--- Source data ---
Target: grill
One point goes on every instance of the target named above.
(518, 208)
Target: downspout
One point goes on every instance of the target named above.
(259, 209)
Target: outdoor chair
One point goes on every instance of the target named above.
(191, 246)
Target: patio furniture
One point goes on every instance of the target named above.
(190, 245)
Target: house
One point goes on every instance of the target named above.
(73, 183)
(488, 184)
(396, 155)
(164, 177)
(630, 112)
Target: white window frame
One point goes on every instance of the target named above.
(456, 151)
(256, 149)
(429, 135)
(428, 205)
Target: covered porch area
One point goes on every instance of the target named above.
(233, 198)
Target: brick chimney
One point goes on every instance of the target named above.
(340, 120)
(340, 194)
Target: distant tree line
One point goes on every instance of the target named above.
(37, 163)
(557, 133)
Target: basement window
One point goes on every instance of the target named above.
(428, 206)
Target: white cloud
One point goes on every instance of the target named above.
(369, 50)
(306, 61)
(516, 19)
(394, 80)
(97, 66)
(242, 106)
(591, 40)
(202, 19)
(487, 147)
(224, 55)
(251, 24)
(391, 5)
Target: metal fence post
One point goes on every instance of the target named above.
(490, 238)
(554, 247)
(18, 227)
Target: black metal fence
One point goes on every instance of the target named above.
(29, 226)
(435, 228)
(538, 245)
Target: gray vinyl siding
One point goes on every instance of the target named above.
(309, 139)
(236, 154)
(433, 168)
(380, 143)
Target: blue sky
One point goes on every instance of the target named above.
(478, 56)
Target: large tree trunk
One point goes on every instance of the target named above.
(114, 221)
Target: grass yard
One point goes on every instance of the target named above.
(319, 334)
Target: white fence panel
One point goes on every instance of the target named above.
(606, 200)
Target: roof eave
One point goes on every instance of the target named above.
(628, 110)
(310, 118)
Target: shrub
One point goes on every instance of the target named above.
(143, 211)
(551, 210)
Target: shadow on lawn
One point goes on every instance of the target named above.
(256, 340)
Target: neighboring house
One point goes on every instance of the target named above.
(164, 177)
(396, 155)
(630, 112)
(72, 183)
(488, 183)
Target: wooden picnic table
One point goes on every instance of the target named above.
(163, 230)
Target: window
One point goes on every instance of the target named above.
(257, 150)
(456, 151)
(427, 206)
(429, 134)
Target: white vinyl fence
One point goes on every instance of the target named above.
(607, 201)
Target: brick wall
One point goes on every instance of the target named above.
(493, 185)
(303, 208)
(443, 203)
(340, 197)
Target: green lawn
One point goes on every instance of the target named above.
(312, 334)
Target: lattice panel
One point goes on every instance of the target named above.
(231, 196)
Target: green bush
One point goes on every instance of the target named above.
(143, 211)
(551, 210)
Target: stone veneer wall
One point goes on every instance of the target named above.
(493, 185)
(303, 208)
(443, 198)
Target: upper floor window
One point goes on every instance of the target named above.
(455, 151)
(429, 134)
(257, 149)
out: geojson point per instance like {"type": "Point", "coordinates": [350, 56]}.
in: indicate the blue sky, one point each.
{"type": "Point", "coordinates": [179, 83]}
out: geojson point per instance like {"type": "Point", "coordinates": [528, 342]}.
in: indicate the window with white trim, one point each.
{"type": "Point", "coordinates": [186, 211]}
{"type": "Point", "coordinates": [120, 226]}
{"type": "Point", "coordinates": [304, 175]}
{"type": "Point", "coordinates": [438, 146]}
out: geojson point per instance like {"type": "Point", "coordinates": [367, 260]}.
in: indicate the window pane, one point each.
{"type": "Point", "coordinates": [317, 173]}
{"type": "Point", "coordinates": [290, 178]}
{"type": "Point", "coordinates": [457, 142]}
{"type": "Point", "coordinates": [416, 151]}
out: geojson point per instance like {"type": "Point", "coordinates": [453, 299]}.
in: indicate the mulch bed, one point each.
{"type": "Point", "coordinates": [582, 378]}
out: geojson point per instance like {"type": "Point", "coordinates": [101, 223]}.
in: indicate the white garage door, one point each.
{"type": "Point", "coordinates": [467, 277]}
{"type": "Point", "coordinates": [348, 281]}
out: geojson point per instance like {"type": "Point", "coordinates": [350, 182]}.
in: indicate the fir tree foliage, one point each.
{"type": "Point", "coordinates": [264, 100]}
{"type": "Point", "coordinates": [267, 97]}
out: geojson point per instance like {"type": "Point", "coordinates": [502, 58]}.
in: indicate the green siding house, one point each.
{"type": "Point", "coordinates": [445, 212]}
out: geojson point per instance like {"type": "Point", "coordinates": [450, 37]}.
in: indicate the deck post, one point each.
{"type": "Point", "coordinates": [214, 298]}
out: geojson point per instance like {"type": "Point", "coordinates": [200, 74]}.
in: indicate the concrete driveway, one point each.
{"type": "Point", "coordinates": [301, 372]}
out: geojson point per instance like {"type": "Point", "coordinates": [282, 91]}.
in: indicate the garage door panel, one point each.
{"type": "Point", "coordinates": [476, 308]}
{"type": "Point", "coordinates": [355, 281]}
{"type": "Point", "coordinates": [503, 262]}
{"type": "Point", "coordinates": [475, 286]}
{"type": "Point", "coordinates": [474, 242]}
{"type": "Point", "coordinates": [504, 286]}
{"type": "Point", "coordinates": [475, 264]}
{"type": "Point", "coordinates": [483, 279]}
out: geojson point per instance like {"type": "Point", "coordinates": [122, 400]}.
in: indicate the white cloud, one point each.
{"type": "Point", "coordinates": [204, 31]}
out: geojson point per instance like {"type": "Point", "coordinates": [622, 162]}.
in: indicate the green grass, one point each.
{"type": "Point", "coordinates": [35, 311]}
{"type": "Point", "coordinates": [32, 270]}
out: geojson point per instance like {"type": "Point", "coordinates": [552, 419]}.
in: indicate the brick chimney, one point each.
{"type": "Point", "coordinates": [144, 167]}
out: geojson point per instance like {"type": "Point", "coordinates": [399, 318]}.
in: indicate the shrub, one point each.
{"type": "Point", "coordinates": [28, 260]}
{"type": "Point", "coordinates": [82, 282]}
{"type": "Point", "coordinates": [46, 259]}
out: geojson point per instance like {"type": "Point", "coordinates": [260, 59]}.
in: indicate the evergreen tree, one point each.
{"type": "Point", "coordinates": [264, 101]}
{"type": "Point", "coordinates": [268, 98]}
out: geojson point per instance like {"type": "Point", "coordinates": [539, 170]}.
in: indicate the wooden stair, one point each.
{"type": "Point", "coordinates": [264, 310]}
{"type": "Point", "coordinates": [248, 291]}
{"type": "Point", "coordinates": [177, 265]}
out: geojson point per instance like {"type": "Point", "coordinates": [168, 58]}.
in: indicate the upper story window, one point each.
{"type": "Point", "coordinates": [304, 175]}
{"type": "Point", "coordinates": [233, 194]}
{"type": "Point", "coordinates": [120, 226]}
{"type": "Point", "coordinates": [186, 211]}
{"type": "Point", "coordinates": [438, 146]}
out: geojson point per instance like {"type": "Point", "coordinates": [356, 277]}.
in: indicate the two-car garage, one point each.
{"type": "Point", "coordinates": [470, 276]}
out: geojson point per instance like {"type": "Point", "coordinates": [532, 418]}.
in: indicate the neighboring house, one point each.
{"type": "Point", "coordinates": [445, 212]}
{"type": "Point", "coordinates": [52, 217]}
---
--- Source data ---
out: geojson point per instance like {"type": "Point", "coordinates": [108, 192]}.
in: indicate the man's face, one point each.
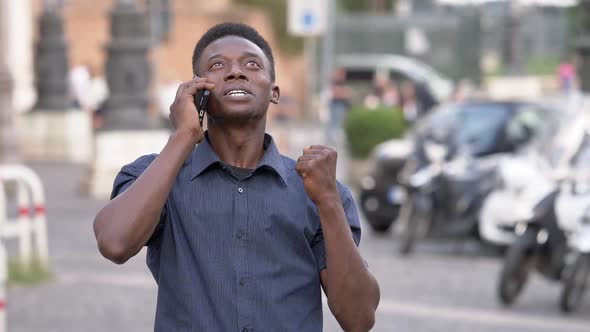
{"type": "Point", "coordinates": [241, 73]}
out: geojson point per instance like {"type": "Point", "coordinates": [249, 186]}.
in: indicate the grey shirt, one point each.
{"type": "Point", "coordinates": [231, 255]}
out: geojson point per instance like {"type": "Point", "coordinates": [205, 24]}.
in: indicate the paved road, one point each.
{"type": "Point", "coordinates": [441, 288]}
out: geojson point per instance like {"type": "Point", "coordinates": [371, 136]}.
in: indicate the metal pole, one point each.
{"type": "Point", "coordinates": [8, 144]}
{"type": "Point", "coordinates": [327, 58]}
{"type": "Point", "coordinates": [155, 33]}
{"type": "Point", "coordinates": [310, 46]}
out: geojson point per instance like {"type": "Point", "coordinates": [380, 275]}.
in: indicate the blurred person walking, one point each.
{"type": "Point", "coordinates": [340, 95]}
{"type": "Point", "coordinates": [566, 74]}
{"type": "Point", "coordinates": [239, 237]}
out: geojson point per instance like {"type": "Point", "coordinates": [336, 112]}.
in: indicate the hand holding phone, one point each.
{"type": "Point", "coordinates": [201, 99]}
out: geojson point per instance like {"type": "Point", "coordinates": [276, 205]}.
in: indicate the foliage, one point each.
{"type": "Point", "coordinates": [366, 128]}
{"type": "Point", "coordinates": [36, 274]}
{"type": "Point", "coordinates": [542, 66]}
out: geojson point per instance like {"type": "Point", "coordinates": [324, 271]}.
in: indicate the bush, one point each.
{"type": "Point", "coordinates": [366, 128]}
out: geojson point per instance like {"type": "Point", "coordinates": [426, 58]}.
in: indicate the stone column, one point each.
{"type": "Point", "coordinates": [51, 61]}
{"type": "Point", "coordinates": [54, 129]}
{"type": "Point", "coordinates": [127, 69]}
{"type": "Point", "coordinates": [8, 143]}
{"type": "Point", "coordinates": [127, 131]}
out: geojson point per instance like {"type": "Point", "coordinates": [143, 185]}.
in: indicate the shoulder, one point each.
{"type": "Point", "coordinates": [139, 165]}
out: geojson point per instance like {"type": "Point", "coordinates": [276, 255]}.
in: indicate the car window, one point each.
---
--- Source data ---
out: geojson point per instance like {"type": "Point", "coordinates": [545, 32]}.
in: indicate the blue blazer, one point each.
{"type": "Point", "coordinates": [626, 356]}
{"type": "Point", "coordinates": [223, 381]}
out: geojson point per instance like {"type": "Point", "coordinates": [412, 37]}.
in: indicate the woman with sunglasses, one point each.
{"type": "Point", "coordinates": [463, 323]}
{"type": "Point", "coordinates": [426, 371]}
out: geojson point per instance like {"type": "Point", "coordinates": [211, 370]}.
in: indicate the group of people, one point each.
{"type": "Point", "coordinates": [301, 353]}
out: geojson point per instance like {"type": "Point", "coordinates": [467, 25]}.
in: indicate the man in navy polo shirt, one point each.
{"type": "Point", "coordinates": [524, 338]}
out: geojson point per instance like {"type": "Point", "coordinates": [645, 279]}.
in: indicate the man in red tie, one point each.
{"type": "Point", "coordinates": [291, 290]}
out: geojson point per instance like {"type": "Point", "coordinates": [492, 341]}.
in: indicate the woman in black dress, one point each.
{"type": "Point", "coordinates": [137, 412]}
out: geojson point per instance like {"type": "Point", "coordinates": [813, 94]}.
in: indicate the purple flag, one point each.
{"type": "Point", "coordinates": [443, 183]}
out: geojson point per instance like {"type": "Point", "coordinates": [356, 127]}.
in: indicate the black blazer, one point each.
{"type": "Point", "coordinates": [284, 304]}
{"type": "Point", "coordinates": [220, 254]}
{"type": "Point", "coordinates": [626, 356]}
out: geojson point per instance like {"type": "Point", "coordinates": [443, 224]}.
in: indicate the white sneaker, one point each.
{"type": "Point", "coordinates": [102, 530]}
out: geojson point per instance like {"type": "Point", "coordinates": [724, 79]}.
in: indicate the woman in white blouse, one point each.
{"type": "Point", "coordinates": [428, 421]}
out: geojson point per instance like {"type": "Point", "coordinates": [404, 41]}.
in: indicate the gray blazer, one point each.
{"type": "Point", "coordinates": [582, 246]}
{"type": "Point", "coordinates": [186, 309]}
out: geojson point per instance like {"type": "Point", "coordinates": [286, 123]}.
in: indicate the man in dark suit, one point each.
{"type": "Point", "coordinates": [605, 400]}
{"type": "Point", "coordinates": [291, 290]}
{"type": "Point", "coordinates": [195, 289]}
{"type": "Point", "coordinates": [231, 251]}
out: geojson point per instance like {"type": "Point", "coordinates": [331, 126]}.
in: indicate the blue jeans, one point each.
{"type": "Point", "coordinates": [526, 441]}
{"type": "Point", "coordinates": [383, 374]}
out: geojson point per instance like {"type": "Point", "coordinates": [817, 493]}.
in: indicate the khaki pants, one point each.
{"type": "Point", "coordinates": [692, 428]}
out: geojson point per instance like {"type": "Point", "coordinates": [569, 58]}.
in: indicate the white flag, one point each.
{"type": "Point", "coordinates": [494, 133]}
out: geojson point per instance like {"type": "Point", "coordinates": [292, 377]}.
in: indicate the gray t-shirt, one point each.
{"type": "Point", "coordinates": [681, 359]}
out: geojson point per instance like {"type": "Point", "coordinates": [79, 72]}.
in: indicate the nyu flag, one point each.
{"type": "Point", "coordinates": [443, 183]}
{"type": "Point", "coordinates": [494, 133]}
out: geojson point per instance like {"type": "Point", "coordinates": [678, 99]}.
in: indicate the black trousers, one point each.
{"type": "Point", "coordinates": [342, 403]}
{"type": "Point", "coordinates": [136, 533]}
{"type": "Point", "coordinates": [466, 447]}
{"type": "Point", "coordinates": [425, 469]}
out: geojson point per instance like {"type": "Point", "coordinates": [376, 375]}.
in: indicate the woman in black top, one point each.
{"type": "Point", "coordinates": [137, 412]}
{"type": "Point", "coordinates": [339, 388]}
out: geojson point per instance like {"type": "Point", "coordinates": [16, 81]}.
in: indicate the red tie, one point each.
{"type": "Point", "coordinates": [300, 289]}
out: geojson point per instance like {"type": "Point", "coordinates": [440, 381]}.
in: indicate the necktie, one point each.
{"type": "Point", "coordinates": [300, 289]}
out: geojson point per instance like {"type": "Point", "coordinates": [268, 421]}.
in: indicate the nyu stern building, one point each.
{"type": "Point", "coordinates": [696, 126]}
---
* **Aim of the exercise**: Copy verbatim, from the listing above, each line from the one containing "Target: grill" down to the one containing "Target: house", inclusive.

* **Exercise result**:
Target: grill
One point goes on every instance of the target named above.
(518, 208)
Target: downspout
One point goes on every instance of the target named above.
(259, 209)
Target: outdoor chair
One point goes on every instance of the target named above.
(191, 246)
Target: patio furniture
One point goes on every instance of the target named above.
(190, 245)
Target: house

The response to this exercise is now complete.